◆ **Work instructions**:
1) According to the memorial text, on what date did Jeanne Córdova die?
2) In the memorial text, reproduce the passage between "Image: Photo taken" and "Attribution-ShareAlike 3.0 License.", inclusive, substituting "Lambda Literary Awards" for "Lammy Awards".
3) Condense the paragraph of the memorial text that begins "Jeanne was born in Germany" into a bulleted list of its main facts.

◆ **Text**:
In Memoriam: Jeanne Córdova

Image: Photo taken of Jeanne Córdova at the 2012 Lammy Awards by lynnhb. This work is licensed under the Creative Commons Attribution-ShareAlike 3.0 License.

Jeanne Córdova died of cancer on January 10, 2016. She was one of the LGBTQ pioneers who changed the world for us: a community organizer and a journalist. Unless you are a lesbian – and an older lesbian, at that – you probably don’t recognize her name.

Jeanne was born in Germany, one of 12 children of a Mexican father and an Irish American mother. She grew up Catholic in Southern California and entered the novitiate of the Sisters of Immaculate Mary Convent in Los Angeles in 1966. She wrote about her exit from the convent and her coming-out at UCLA in her 1990 book Kicking the Habit: A Lesbian Nun Story

Jeanne was one of those who did the hard work of organizing lesbians in Southern California back when lesbians were regarded as sick or a social menace. Her recent book, When We were Outlaws is about a short period in the 1970’s when lesbians began to see themselves as Lesbian Nation, but the Establishment, especially J.Edgar Hoover, saw them as another bunch of Commies, enemies of the state.    (I say “them” because I didn’t come out until ’87.) Those were scary, heady times, when the radical Left in America was feeling its oats about the exit from Vietnam, but painfully aware of what had happened to the Black Panthers.  Córdova was a leader in the lesbian community in Southern California during that time, and she wrote about not only the external battles but the internal ones as well.  She was both a lover and a fighter, and breathtakingly honest about it, to boot.

◆ **Data**:
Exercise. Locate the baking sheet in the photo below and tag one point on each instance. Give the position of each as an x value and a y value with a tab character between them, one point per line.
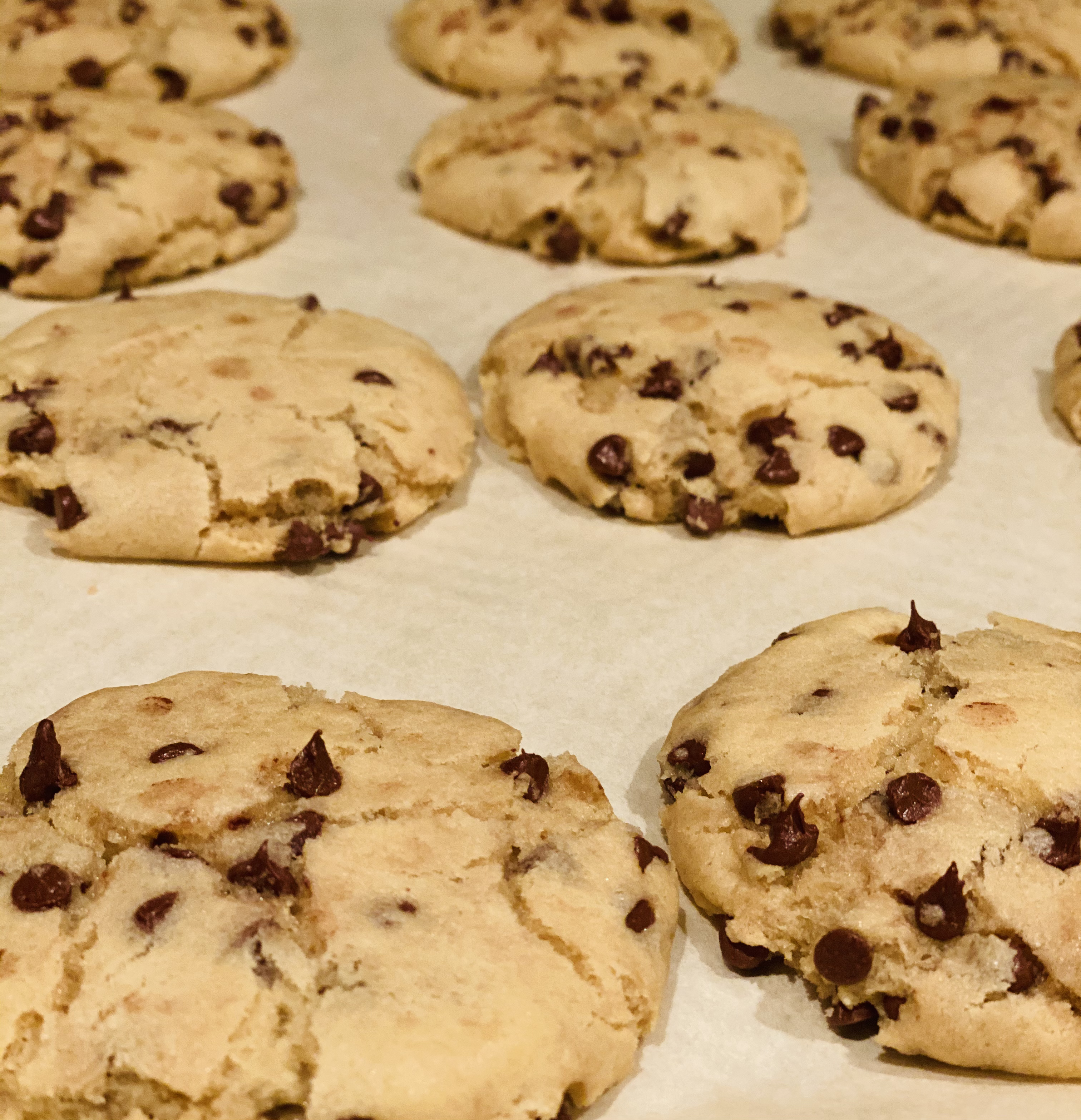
588	633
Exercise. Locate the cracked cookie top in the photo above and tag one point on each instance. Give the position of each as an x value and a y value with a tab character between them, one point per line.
628	176
485	46
222	896
912	42
162	50
223	427
895	812
993	159
101	192
681	398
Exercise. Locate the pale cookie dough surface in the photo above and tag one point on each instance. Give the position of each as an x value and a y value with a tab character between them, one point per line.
262	900
978	968
223	427
1068	378
97	192
483	46
682	399
994	159
631	177
911	42
164	50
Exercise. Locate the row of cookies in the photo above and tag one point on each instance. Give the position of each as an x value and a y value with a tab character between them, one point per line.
375	908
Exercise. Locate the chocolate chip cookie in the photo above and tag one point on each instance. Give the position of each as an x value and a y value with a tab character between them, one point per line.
993	159
913	42
162	50
224	899
483	46
628	176
685	399
222	427
100	193
895	813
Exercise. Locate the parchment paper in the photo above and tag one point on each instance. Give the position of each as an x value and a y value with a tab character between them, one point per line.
588	633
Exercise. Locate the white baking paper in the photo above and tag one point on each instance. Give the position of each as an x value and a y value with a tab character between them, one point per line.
586	632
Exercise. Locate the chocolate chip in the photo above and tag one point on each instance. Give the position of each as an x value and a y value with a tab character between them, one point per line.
533	767
662	382
39	437
641	917
920	634
941	911
791	838
46	772
262	874
312	774
42	887
844	957
646	853
755	800
88	73
913	797
845	443
172	751
690	755
610	459
153	912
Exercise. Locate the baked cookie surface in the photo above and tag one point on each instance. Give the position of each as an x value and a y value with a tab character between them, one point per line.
223	896
629	176
993	159
681	399
162	50
485	46
99	192
894	811
913	42
223	427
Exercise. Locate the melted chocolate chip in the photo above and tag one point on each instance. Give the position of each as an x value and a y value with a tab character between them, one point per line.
941	911
913	797
533	767
920	634
46	772
172	751
844	957
791	838
153	912
42	887
312	774
263	875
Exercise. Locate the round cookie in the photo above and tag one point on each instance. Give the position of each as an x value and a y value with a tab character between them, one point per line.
99	192
680	399
1068	378
487	46
992	159
631	177
164	50
222	427
279	904
894	811
914	42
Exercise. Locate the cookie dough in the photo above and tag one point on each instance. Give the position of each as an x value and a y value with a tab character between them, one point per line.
895	813
164	50
226	899
1068	378
914	42
216	426
631	177
100	193
681	398
484	46
992	159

◆ **Problem solutions**:
1) January 10, 2016

2)
Image: Photo taken of Jeanne Córdova at the 2012 Lambda Literary Awards by lynnhb. This work is licensed under the Creative Commons Attribution-ShareAlike 3.0 License.

3)
- Born in Germany, one of 12 children of a Mexican father and an Irish American mother
- Raised Catholic in Southern California
- Entered the novitiate of the Sisters of Immaculate Mary Convent in Los Angeles in 1966
- Wrote about leaving the convent and coming out at UCLA in her 1990 book Kicking the Habit: A Lesbian Nun Story